> _Passage given_
Started playing one of my Winter Steam sales purchases, Immortal Unchained. For anyone interested, it fuses the typical game-play of a TPS game with the overall structure of a soulsbourne game and also adds some sprinkles of metroidvania elements into the mix.

Your character build is still heavily reliant on how you invest in the main attributes in this game (Strength, Finesse, Perception, Agility, Toughness, Endurance, Expertise & Insight) which in turn affect not only how much the stats of your character scale individually , but also have some additional bonuses like faster Reload speed, faster Dodge, higher health recovered when using med packs, etc.).

Instead of focusing on the typical melee weapon assortment of other soulsbourne games, on this game your main weapon types are guns. Distributed between Primary (Assault Rifles, Auto Shotguns, Launchers, Sniper Rifles and Compact Guns), Secondary (SMG, Pistols & Shotguns) and melee weapons (which in this game are only sort of backup weapons when you're out of bullets), you can plan a really wide variety of different builds, depending on how you want to focus your character on.

The way enemies are handled in this game also plays into this build variety pretty well. Most enemies have glaring weak-spots, like their head or big orange reactor-like thingies on their backs, so you can play as a high-risk/high-reward kind of character that's always up close in shotgun range while falling back to their melee weapon should; you can be a mid-range kind of character with your Assault Rifles/SMGs keeping enemies at bay; you can be a stealthy sniper picking off enemies before they can see you or should any of these fail, you can fall back to your melee weapon as well.

> _Supplied entries_
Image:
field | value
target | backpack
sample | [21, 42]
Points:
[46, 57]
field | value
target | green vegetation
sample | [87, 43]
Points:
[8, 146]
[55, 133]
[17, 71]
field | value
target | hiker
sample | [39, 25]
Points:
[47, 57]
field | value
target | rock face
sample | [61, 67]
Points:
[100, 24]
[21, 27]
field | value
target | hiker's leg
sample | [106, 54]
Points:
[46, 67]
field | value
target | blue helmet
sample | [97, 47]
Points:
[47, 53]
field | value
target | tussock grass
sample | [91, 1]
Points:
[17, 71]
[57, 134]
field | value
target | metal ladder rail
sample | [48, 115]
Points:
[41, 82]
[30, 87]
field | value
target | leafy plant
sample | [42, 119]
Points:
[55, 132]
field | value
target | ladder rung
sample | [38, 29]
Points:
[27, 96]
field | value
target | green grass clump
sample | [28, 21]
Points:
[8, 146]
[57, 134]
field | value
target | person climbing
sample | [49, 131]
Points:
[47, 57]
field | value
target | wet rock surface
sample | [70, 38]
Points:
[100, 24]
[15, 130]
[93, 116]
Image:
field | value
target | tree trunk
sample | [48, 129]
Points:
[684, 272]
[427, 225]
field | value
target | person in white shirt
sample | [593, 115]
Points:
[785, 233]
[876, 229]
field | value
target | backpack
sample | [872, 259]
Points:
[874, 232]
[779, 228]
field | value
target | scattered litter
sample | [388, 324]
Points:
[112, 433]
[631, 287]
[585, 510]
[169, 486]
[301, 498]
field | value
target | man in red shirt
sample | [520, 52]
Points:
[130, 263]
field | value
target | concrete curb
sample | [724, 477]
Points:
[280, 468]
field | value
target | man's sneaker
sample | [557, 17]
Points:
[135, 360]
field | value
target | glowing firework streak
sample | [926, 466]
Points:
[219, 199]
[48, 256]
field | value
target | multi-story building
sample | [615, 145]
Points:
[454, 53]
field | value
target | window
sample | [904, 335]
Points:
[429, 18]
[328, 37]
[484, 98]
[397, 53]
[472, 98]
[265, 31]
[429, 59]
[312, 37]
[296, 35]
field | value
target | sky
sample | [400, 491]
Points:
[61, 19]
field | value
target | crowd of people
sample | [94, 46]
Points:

> _Stated problem A_
According to the Immortal Unchained passage, why does the way enemies are handled support a wide variety of builds? Answer in one to three sentences.
> _Stated problem B_
Turn the paragraph of the Immortal Unchained passage beginning "Instead of focusing on the typical melee weapon assortment" into a short list, keeping its main facts.
> _Stated problem C_
Extend the Immortal Unchained passage beyond its final sentence, keeping its voice and subject.
The items were collected from a different source than the Immortal Unchained passage.

> _Task result A_
Most enemies have glaring weak spots, such as their heads or large orange reactor-like parts on their backs. Players can therefore target them in different ways: as a high-risk, close-range shotgun character, as a mid-range character using Assault Rifles or SMGs, or as a stealthy sniper. Any of these can fall back on a melee weapon.

> _Task result B_
- Unlike other soulsborne games, which center on melee weapons, this game's main weapon types are guns.
- Primary weapons: Assault Rifles, Auto Shotguns, Launchers, Sniper Rifles and Compact Guns.
- Secondary weapons: SMGs, Pistols and Shotguns.
- Melee weapons serve mainly as backups for when you run out of bullets.
- This spread allows a wide variety of builds, depending on how you want to focus your character.

> _Task result C_
Keeping up with the soulsbourne theme, there's a central hub area linking all of the other areas in the game (which is only accessible after passing through a sort of tutorial area). Even though all areas in the game are split between 3 different planets, there's elements linking all of them (like portals locked behind doors that require certain types of rare key items).

Alongside those portals and keys, another metroidvania aspect of the game is the gradual unlocking of special bonuses for your armor. Instead of having different armor sets, you have armor shrines scattered all through the game that unlock more functions for your armor, along a nifty visual bonus of adding more armor layers to your character avatar (you start "naked" and with every armor shrine you unlock you gain another layer of armor).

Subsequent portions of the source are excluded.